## WHAT IS REQUIRED
Rewrite the material below with "girl's arm" changed to "child's arm" and nothing else altered, omitting the pictures.

## PROVIDED RECORDS
((

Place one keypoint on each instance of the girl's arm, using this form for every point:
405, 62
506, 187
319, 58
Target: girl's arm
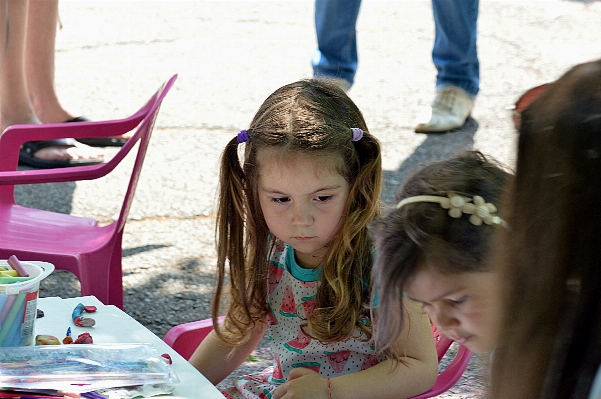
216, 360
416, 376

))

## REPLY
Place one keypoint on each instance of the child's arm, using this form for every point:
405, 62
506, 187
319, 58
Target: child's arm
216, 360
416, 376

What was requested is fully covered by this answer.